Copy each entry precisely as written, and do not carry over the pictures.

Collected data

════

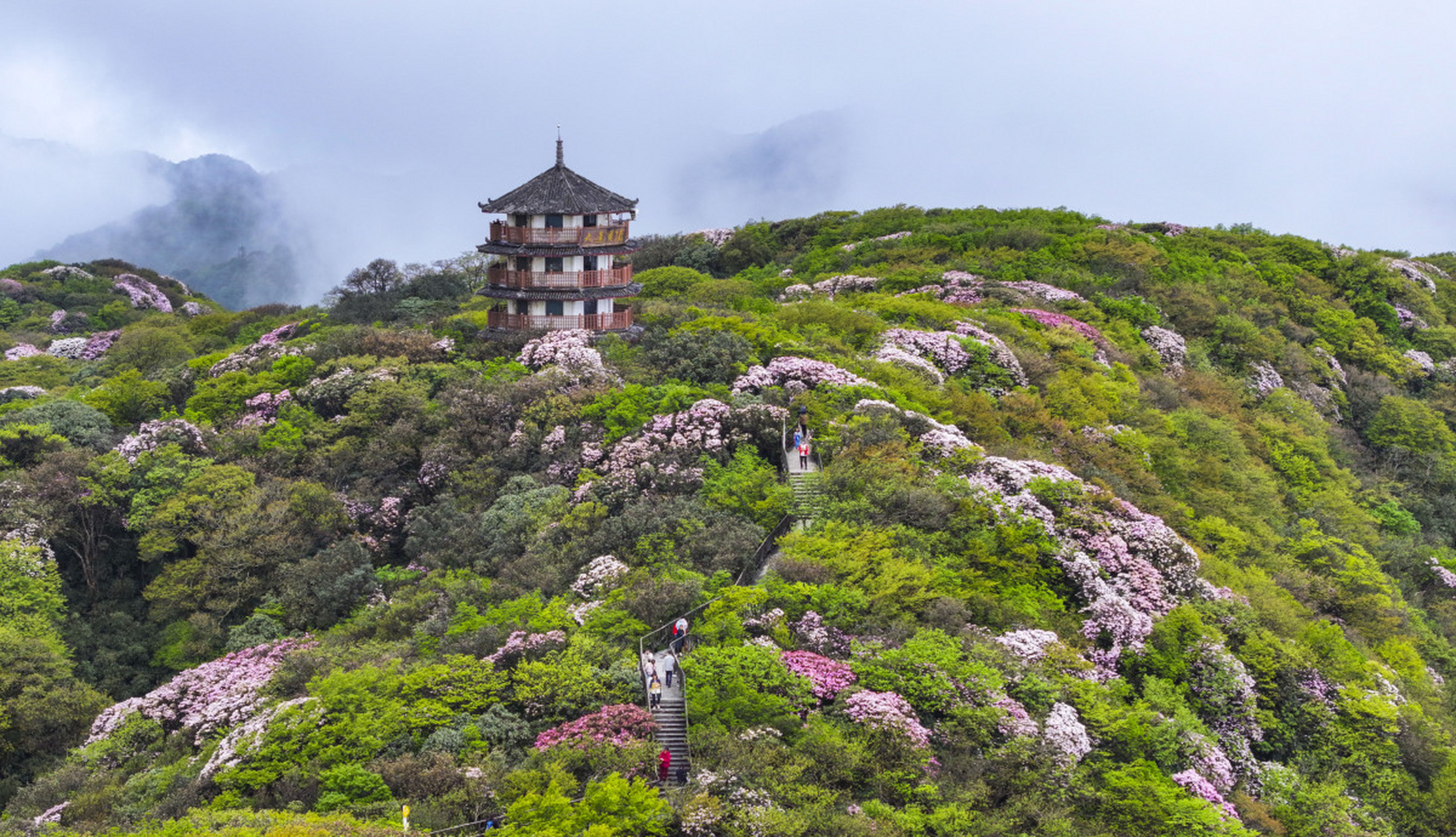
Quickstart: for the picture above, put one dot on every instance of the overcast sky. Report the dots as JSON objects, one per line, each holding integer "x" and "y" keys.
{"x": 389, "y": 121}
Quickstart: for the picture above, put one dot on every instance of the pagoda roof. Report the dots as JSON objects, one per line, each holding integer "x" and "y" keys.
{"x": 559, "y": 190}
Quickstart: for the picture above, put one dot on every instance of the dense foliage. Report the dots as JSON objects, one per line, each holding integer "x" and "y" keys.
{"x": 1126, "y": 529}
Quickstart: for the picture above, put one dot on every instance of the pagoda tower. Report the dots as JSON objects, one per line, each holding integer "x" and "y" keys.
{"x": 558, "y": 247}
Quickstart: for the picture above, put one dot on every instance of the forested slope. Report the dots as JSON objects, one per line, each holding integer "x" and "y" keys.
{"x": 1128, "y": 529}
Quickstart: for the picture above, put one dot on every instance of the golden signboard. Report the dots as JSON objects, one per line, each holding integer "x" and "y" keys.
{"x": 595, "y": 236}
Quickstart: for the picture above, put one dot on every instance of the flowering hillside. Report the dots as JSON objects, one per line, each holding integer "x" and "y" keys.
{"x": 1124, "y": 529}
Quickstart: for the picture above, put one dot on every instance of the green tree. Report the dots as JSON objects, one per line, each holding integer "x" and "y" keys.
{"x": 129, "y": 400}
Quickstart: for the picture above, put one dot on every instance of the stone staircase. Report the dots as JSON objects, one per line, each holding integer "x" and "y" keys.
{"x": 672, "y": 732}
{"x": 808, "y": 494}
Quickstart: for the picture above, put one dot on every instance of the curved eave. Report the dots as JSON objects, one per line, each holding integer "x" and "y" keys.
{"x": 629, "y": 290}
{"x": 559, "y": 190}
{"x": 501, "y": 249}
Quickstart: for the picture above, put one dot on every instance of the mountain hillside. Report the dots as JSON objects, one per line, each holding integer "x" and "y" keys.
{"x": 222, "y": 232}
{"x": 1105, "y": 529}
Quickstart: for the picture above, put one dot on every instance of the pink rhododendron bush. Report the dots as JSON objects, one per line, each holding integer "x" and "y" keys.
{"x": 1129, "y": 567}
{"x": 666, "y": 454}
{"x": 827, "y": 676}
{"x": 205, "y": 699}
{"x": 803, "y": 371}
{"x": 616, "y": 725}
{"x": 143, "y": 294}
{"x": 887, "y": 711}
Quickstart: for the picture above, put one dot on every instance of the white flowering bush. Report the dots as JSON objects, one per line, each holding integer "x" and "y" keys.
{"x": 957, "y": 287}
{"x": 142, "y": 293}
{"x": 22, "y": 351}
{"x": 829, "y": 287}
{"x": 1045, "y": 292}
{"x": 600, "y": 577}
{"x": 205, "y": 699}
{"x": 155, "y": 434}
{"x": 1065, "y": 734}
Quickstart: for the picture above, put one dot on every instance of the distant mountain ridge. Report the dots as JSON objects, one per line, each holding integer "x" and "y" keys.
{"x": 223, "y": 233}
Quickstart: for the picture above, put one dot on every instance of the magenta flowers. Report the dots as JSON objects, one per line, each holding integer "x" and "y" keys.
{"x": 827, "y": 677}
{"x": 1054, "y": 320}
{"x": 789, "y": 369}
{"x": 888, "y": 711}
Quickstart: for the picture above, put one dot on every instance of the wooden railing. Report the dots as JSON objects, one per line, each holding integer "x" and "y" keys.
{"x": 553, "y": 322}
{"x": 581, "y": 236}
{"x": 503, "y": 277}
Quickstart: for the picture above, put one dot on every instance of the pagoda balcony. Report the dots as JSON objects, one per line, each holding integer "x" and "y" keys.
{"x": 503, "y": 277}
{"x": 548, "y": 236}
{"x": 610, "y": 320}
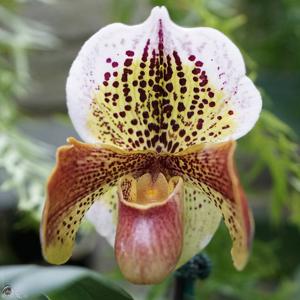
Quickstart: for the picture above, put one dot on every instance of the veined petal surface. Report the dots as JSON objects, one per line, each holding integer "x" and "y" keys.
{"x": 211, "y": 169}
{"x": 82, "y": 175}
{"x": 160, "y": 86}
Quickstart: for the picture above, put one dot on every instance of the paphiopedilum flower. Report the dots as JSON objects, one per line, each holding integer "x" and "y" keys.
{"x": 159, "y": 107}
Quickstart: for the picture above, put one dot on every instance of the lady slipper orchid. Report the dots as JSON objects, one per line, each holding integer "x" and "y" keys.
{"x": 159, "y": 107}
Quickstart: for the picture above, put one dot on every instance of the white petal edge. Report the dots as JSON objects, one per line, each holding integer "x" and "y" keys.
{"x": 223, "y": 63}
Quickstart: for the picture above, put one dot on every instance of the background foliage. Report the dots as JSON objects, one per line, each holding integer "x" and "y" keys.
{"x": 268, "y": 33}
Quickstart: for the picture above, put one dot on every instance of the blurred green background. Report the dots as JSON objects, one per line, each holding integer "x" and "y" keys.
{"x": 38, "y": 42}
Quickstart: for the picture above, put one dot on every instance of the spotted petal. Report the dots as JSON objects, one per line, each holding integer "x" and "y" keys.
{"x": 160, "y": 86}
{"x": 83, "y": 173}
{"x": 211, "y": 169}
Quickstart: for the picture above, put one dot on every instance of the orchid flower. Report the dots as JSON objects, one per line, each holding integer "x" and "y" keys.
{"x": 159, "y": 107}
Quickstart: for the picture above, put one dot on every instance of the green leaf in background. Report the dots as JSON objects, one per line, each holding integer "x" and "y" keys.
{"x": 55, "y": 283}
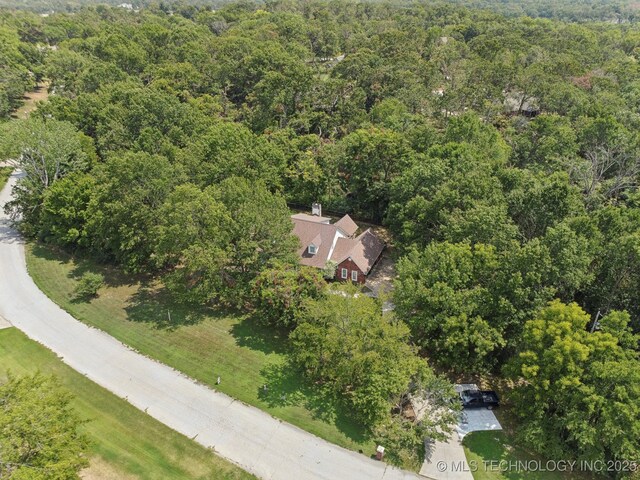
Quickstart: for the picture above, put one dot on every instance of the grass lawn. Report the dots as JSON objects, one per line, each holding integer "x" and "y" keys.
{"x": 5, "y": 173}
{"x": 202, "y": 343}
{"x": 126, "y": 443}
{"x": 489, "y": 448}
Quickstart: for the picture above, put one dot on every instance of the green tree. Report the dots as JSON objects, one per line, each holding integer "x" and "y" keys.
{"x": 369, "y": 162}
{"x": 445, "y": 296}
{"x": 64, "y": 210}
{"x": 577, "y": 392}
{"x": 216, "y": 241}
{"x": 345, "y": 340}
{"x": 280, "y": 293}
{"x": 40, "y": 431}
{"x": 192, "y": 240}
{"x": 123, "y": 210}
{"x": 46, "y": 152}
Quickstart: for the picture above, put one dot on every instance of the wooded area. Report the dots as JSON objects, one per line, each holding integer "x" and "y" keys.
{"x": 502, "y": 153}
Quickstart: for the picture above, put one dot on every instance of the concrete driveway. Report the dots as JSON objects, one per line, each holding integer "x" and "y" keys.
{"x": 248, "y": 437}
{"x": 446, "y": 460}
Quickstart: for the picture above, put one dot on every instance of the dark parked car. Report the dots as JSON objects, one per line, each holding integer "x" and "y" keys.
{"x": 479, "y": 399}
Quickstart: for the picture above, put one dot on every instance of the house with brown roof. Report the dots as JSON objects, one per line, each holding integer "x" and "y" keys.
{"x": 322, "y": 242}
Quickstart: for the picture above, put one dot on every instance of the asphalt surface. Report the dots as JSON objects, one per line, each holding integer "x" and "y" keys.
{"x": 248, "y": 437}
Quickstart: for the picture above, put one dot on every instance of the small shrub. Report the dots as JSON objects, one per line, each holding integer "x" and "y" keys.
{"x": 89, "y": 285}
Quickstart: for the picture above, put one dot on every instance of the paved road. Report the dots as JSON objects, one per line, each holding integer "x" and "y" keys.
{"x": 250, "y": 438}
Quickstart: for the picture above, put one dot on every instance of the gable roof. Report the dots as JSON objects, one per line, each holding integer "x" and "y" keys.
{"x": 310, "y": 218}
{"x": 322, "y": 235}
{"x": 363, "y": 250}
{"x": 347, "y": 225}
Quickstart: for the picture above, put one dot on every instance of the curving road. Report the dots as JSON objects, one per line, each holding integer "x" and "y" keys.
{"x": 248, "y": 437}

════

**WRITTEN RESPONSE:**
Quickstart: for the picture above, put one dot on every instance of the overcast sky. Report the dots as JSON objects, one per line, each holding integer "x" and "y" keys.
{"x": 389, "y": 121}
Quickstart: for the picture above, put one dot on every instance of the pagoda roof. Report the dots as JSON objects, one per line, each holding integer "x" and "y" keys.
{"x": 559, "y": 190}
Quickstart: for the picture above, put one dot on every instance of the dense foliage. Report the dots as JSON objects, one per line, each holding integer "x" and "y" keys.
{"x": 1126, "y": 529}
Quickstart: for the picture above, put one dot on every instance of the pagoda tower. Report the dots as JSON objects, one per line, each holding integer "x" and "y" keys.
{"x": 558, "y": 247}
Quickstart: for the picture above, put one dot on every instance of the forested slope. Report the dots as JSON objects, one per line, each holding integer "x" and "y" keys.
{"x": 1128, "y": 529}
Quickstart: for the picture above, put one dot on every instance of the golden signboard. Report the dots as JSON objects, one per line, each holding integer "x" and "y" keys.
{"x": 595, "y": 236}
Quickstart: for the picture above, put one dot on every instance of the flowering hillside. Report the dots as JSON objects, one per line, each holding integer "x" and "y" keys.
{"x": 1124, "y": 529}
Quickstart: for the picture above, put one dot on every instance of the green tree. Report the dots as JSON objects, one per line, each holding integer "x" and "y" keys.
{"x": 129, "y": 400}
Quickstart: for the picture above, put one dot on every instance of the stone staircase. Report the dots as JSON objects, one per line, each holding integer "x" and "y" keys.
{"x": 672, "y": 732}
{"x": 808, "y": 494}
Quickstart: for the picture above, put one dot on every instance of the curved eave. Report the dots as JSON objects, one per line, each holding integer "x" and "y" keys.
{"x": 629, "y": 290}
{"x": 559, "y": 190}
{"x": 501, "y": 249}
Quickstart: for the picture above, put one dot on every instance of the mountain hillside. Report the dots as JSON objects, one per line, each holding integer "x" and "y" keys.
{"x": 222, "y": 232}
{"x": 1105, "y": 529}
Quickstart: for the picture above, put one dot on every instance of the pink rhododendron bush. Report the dots as JSON objects, one per line, each holding integer "x" and "y" keys.
{"x": 1129, "y": 567}
{"x": 666, "y": 454}
{"x": 827, "y": 676}
{"x": 205, "y": 699}
{"x": 803, "y": 371}
{"x": 616, "y": 725}
{"x": 143, "y": 294}
{"x": 887, "y": 711}
Quickstart: for the picture above, put one dot on every instance of the white flowering bush. Report the dots as JSON objects, one per line, each holding integer "x" and "y" keys.
{"x": 957, "y": 287}
{"x": 142, "y": 293}
{"x": 22, "y": 351}
{"x": 829, "y": 287}
{"x": 1045, "y": 292}
{"x": 600, "y": 577}
{"x": 205, "y": 699}
{"x": 155, "y": 434}
{"x": 1065, "y": 734}
Quickstart: for the picture above, put one dot on every instance of the distant mountain ridge. Report the dots as JSON objects, one per line, each holding integer "x" and "y" keys.
{"x": 223, "y": 233}
Quickstart: for the picture above, put one dot on every instance of the magenta flowers. Report the dots as JSON objects, one per line, each holding integer "x" and "y" keys.
{"x": 827, "y": 677}
{"x": 1054, "y": 320}
{"x": 789, "y": 369}
{"x": 888, "y": 711}
Quickstart: for the picture above, put one dot on every instance of the wooden railing. Report the dots as JSON objects, one per line, each holding integer "x" and "y" keys.
{"x": 553, "y": 322}
{"x": 581, "y": 236}
{"x": 503, "y": 277}
Quickstart: for the picture above, put one dot on every instance of the pagoda balcony. Report the dots as JSON objects, one per line, each holding integer "x" and "y" keys.
{"x": 503, "y": 277}
{"x": 548, "y": 236}
{"x": 610, "y": 320}
Quickstart: for the picture above, put one dot on every instance of the veined petal surface. Report the dots as JSON objects, one per line, each holding integer "x" and "y" keys.
{"x": 211, "y": 169}
{"x": 82, "y": 175}
{"x": 160, "y": 86}
Quickstart: for the picture above, put one dot on every instance of the paphiopedilum flower. Report the dots as JSON objects, one per line, each holding integer "x" and "y" keys.
{"x": 159, "y": 107}
Quickstart: for the picture above, put one dot on every instance of the lady slipper orchid. Report the dots as JSON objects, one per line, each holding integer "x" and "y" keys.
{"x": 159, "y": 107}
Quickstart: for the picture above, put one dot on every instance of the white petal edge. Report the dots as JSON objects, one per line, each holding integer "x" and "y" keys.
{"x": 223, "y": 63}
Quickstart: for the picture above, put one dot on every instance of the background foliage. Report the dots as JSON objects, one per line, each holding integer "x" and "y" keys.
{"x": 268, "y": 33}
Quickstart: for the picture above, put one dot on every instance of the blurred green background. Report the dots as JSON objects, one per line, each holding integer "x" and "y" keys.
{"x": 38, "y": 42}
Quickstart: for the picture above, put one dot on every instance of the spotted petal. Report the dots as JSON objects, one per line, each holding integer "x" and "y" keys.
{"x": 160, "y": 86}
{"x": 83, "y": 173}
{"x": 211, "y": 169}
Quickstart: for the picture above, put one dot on every instance of the orchid flower. Report the dots as JSON objects, one per line, each holding integer "x" and "y" keys.
{"x": 159, "y": 107}
Quickstart: for the picture above, put one dot on every instance of the green leaf in background. Report the dots as JSON objects, one per line, each holding integer "x" and "y" keys.
{"x": 55, "y": 283}
Quickstart: for the picture above, put one dot on every instance of the grass lawn. Report the dots as JSON objects, one per line, each holding integer "x" and "y" keys.
{"x": 5, "y": 173}
{"x": 202, "y": 343}
{"x": 126, "y": 443}
{"x": 489, "y": 448}
Quickstart: for the picture above, put one dot on every instance of the green tree. Report the dots as JSON objects, one per line, each holding integer "x" and "y" keys.
{"x": 369, "y": 162}
{"x": 445, "y": 296}
{"x": 64, "y": 210}
{"x": 577, "y": 392}
{"x": 216, "y": 241}
{"x": 345, "y": 340}
{"x": 280, "y": 293}
{"x": 40, "y": 431}
{"x": 192, "y": 240}
{"x": 123, "y": 210}
{"x": 46, "y": 152}
Quickstart: for the picture above, put one dot on every instance of the wooded area. Report the dots as JSON objects, one per line, each holding integer "x" and "y" keys.
{"x": 502, "y": 153}
Quickstart: for the picture above, put one dot on every instance of the concrete driveway. Report the dots as JSON objects, one per line, each holding integer "x" and "y" keys.
{"x": 248, "y": 437}
{"x": 446, "y": 460}
Quickstart: for the picture above, put one dot on every instance of the dark parked car. Report the dots as JSON objects, one per line, each holding integer "x" and "y" keys.
{"x": 479, "y": 399}
Quickstart: for the picture above, put one dot on every instance of the house with brown roof. Report the dots as JSON objects, one per line, each holding integer "x" and "y" keys.
{"x": 322, "y": 242}
Quickstart: for the picture above, put one dot on every instance of the asphalt surface. Report the dots as JSON objects, one per line, each holding integer "x" and "y" keys.
{"x": 248, "y": 437}
Quickstart: for the picture above, put one dot on every instance of the small shrub. Report the dots as JSON objects, one per line, each holding integer "x" and "y" keys.
{"x": 89, "y": 285}
Quickstart: for the picture above, put one dot on every instance of the paved road. Report the dots as JSON objects, one per line, each holding integer "x" and "y" keys.
{"x": 250, "y": 438}
Quickstart: for the picture above, put one dot on every instance of the gable roof. Report the dots as JSON objects, one per line, each holding integer "x" and "y" keys.
{"x": 310, "y": 218}
{"x": 322, "y": 235}
{"x": 363, "y": 250}
{"x": 347, "y": 225}
Quickstart: for the picture above, put one dot on every instance of the curving road. Report the dots as JSON objects, one per line, each holding integer "x" and "y" keys.
{"x": 248, "y": 437}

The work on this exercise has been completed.